**Source records**
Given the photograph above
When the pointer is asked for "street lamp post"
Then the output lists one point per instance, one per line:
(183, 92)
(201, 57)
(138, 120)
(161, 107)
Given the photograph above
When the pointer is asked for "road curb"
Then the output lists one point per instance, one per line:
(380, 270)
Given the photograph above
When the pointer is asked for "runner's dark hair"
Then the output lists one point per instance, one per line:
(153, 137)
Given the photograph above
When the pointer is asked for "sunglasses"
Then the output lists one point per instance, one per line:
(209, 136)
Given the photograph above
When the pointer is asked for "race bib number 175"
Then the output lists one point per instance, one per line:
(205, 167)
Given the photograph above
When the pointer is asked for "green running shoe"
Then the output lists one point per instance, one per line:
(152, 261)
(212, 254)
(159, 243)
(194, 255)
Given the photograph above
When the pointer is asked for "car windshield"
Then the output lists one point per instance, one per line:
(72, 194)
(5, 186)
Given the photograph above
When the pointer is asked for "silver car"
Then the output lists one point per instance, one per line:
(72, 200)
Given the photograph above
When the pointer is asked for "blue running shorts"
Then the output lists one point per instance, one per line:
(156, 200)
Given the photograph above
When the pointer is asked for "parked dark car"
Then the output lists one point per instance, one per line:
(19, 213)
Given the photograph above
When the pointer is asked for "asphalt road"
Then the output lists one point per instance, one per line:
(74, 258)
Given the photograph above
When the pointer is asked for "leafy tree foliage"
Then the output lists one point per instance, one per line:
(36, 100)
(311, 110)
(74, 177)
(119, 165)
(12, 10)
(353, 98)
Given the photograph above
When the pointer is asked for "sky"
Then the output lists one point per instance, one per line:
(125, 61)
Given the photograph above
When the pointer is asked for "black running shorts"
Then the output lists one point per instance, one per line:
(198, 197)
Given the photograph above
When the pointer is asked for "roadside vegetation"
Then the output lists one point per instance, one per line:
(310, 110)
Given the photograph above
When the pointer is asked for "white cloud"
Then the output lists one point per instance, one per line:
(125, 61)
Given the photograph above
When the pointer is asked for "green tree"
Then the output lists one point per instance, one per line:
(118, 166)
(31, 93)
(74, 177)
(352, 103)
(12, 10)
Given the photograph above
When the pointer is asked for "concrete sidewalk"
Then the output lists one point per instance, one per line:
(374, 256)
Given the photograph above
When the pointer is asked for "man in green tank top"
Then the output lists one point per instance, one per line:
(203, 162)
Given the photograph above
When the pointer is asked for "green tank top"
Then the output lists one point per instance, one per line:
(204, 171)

**Work instructions**
Extract all of the data above and output it character for character.

**The response**
Given the photograph above
When the pointer is asked for "street lamp post"
Then the output lists one point per instance, one per line:
(183, 92)
(201, 57)
(138, 120)
(161, 107)
Given the photograph above
When the pointer is asked for "road curb"
Then the output lists one point per instance, one per line:
(380, 270)
Given the photograph above
When the pointer is asked for "runner's dark hair"
Then the output lists one point per instance, one per line:
(153, 137)
Given the photograph above
When the pointer is asked for "sunglasses"
Then the output lists one point per instance, one per line:
(209, 136)
Given the photograph above
When the pointer is asked for "race bib number 175"
Then the output lists one point per instance, one per line:
(205, 167)
Given the photograph above
When the pointer is asked for "green running shoe"
Then the output lists one point per instance, one per line:
(152, 261)
(212, 254)
(159, 243)
(194, 255)
Given the photograph above
When the pointer is asked for "car windshield"
Then the output lists one point per instance, one per line:
(72, 194)
(5, 186)
Given the photograph above
When the pointer is asked for "silver car"
Then the output lists one point per instance, one per line:
(72, 200)
Given the photograph above
When the pointer is asked for "blue running shorts"
Then the output lists one point per instance, one per line:
(156, 200)
Given the photograph above
When the pointer is asked for "parked dark car"
Then the output lists one point per instance, one per line:
(19, 213)
Given the photograph above
When the pointer is asked for "asphalt road"
Then the output lists one point per instance, one per line:
(74, 258)
Given the photograph above
When the pointer is asked for "leafy tree foliage"
Then the output lists one point per instance, one per line:
(36, 100)
(311, 110)
(74, 177)
(119, 165)
(12, 10)
(353, 98)
Given the photograph above
When the pointer is asked for "sky"
Then the output lists one point per instance, one per line:
(125, 61)
Given the photograph above
When the pointer is asked for "black running shorts"
Then the output lists one point per instance, one per line:
(198, 197)
Given the photograph above
When the pointer is asked for "roadside vegetation"
Then the output lists one point per instance, one per line:
(310, 110)
Given the photograph above
When the pointer is asked for "white cloud"
Then the output lists one point per instance, one per line:
(125, 61)
Given the photograph above
When the pointer is asked for "green tree"
Then the output lists one point per instance, one per line:
(118, 166)
(31, 93)
(74, 177)
(352, 103)
(12, 10)
Given the photograph above
When the pointer is asked for "concrete sidewalk"
Then the output lists one point per instance, one per line:
(374, 256)
Given the photograph above
When the pointer is asked for "man in green tank top"
Then the output lists one point per instance, one per line:
(203, 162)
Given the photograph above
When the pointer is asked for "green tank top"
Then the output lists one point per instance, one per line:
(204, 171)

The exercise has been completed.